[[ Page extract, beginning ]]

Located in the northeast portion of Olympic National Forest, Louella Cabin offers guests a unique lodging experience. It was built in 1912 by Forest Service employee, E. M. Cheney, who dedicated the structure to his wife, Louella. A fireguard was stationed at the cabin during the summer and fall. During the Great Depression, a Civilian Conservation Corps (CCC) camp was built in the lower part of the meadow below the cabin and consisted of barracks, a bathhouse and mess hall. The CCC has worked on many projects in the area, including fire lookouts, trails, bridges, roads and planting trees after forest fires. After the CCC camp closed in 1939, the guard station was used by various agencies until 1976. Today, the site offers guests year-round recreation and relaxation in Olympic National Forest. Access to the cabin is by vehicle; however, snow chains may be required in winter. The cabin offers several amenities, but guests will need to bring a few of their own supplies for a truly enjoyable stay.

[[ Page extract, end ]]
[[ Data excerpts, beginning ]]

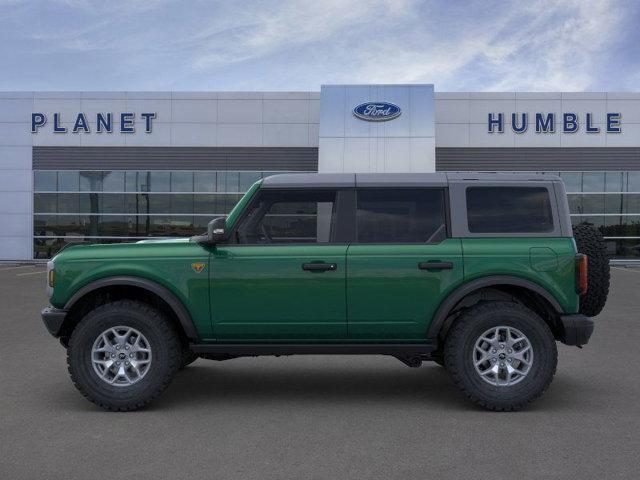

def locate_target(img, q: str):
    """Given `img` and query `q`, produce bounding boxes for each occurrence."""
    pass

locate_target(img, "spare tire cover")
[573,224,610,317]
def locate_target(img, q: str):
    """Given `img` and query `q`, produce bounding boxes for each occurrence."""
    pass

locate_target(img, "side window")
[467,187,553,233]
[357,188,447,243]
[236,190,336,245]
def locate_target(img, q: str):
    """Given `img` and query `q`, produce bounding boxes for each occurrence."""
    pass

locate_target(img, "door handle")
[302,263,338,272]
[418,262,453,270]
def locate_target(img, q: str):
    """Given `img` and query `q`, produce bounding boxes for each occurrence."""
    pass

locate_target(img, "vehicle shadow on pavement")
[151,360,588,411]
[48,359,589,412]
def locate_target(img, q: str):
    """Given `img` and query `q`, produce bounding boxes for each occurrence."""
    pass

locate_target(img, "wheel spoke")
[473,326,533,387]
[91,326,151,387]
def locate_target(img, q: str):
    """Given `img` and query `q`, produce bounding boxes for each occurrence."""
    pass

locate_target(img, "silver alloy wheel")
[473,326,533,387]
[91,326,151,387]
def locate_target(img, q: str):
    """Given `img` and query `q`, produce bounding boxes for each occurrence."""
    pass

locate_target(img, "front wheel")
[444,302,558,411]
[67,300,182,411]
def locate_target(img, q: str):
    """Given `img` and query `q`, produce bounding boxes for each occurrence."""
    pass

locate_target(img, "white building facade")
[0,85,640,260]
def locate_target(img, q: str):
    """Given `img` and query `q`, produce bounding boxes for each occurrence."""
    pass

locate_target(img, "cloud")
[0,0,640,91]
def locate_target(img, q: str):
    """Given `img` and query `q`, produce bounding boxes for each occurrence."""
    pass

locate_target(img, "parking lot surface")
[0,264,640,480]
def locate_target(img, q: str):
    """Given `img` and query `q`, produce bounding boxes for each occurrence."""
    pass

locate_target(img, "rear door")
[347,188,463,341]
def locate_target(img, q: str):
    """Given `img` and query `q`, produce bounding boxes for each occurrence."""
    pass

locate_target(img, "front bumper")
[42,307,67,337]
[560,314,593,347]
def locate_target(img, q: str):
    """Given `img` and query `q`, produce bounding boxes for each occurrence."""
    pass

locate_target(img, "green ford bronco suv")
[42,173,609,410]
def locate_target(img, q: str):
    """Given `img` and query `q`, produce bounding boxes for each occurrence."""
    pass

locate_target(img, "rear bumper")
[42,307,67,337]
[560,314,593,347]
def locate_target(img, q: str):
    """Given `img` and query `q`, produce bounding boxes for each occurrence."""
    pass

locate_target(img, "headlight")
[47,260,56,298]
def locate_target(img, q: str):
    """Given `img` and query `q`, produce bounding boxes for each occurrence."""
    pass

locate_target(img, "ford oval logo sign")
[353,102,402,122]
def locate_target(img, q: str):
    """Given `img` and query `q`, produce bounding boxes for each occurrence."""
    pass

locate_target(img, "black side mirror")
[191,217,227,245]
[207,217,227,245]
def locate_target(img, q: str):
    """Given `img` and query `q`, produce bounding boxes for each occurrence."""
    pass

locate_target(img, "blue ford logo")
[353,102,402,122]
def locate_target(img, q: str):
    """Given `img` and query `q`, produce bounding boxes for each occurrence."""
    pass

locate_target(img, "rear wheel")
[573,224,610,317]
[67,300,182,411]
[444,302,558,411]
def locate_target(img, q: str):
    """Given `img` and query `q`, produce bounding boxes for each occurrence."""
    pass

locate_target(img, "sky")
[0,0,640,91]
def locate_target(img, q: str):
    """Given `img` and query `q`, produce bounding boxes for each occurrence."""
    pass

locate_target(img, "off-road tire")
[573,224,610,317]
[67,300,182,411]
[444,302,558,411]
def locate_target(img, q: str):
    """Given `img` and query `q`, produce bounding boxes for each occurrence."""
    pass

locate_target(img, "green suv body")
[43,173,604,410]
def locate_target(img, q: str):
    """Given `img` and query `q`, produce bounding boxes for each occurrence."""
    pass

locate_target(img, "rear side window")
[357,188,446,243]
[467,187,553,233]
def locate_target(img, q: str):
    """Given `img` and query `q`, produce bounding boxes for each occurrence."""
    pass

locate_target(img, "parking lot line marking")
[0,265,33,272]
[16,270,47,277]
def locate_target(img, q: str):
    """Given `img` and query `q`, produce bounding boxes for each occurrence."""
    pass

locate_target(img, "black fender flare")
[427,275,562,339]
[64,276,198,342]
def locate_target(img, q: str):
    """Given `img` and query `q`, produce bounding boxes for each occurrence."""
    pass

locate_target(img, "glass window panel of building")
[33,170,291,258]
[33,170,640,259]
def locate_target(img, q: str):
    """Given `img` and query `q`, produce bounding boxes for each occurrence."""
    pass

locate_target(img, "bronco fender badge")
[191,262,207,273]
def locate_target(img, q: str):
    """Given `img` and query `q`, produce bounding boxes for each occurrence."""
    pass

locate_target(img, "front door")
[211,189,347,341]
[347,188,463,341]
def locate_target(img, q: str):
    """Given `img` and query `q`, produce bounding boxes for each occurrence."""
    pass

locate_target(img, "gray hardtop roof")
[261,172,560,188]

[[ Data excerpts, end ]]

_Required work:_
1) According to the Louella Cabin description, what kinds of projects did the CCC carry out in the area? List each one.
2) Continue the Louella Cabin description from its final sentence.

_Results for the exercise:_
1) Fire lookouts, trails, bridges, roads, and planting trees after forest fires.

2)
The four-room cabin can accommodate six people. The living room has a futon. One bedroom has a queen bed and the other has twin bunk beds. The kitchen has a table and chairs, cook stove, refrigerator, dishes, pots, silverware and cooking utensils. The cabin also has electricity and a propane heater. Propane is furnished. An outdoor portable toilet is available that is serviced weekly. There is also a fire ring near the cabin for outdoor barbecuing and campfires, as well as a covered picnic table. No drinking water is available at this facility. Guests must bring enough water for cooking, drinking and other household uses throughout their stay. Guests need to provide their own sleeping bags, pillows, flashlights, towels, dish soap, matches, cleaning supplies first aid kit, toilet paper and garbage bags. All trash and food must be packed out, and guests are expected to clean the cabin before leaving. Please leave nothing behind, if you would like to make a donation of goods to the cabin please contact the Ranger Station for a list of needs.
The required combination to gain access to the cabin is provided in the reservation confirmation email
Louella Cabin sits on a gentle slope overlooking a valley and flanked by a canopy of towering Douglas fir.
Buckhorn Wilderness is accessible from the cabin. Located in the northeast corner of Olympic National Forest, the wilderness area is divided into northern and southern portions by the Dungeness River. The northern portion descends from higher mountainous terrain to lowlands, heavily forested in fir, hemlock, and cedar with an understory of moss, ferns, and berry bushes. South of the river, the terrain soars skyward to alpine meadows and rocky ridges.
Magnificent old-growth western hemlock, western red cedar and Douglas fir dominate the forest, providing habitat for elk, black-tailed deer, black bears and mountain lions.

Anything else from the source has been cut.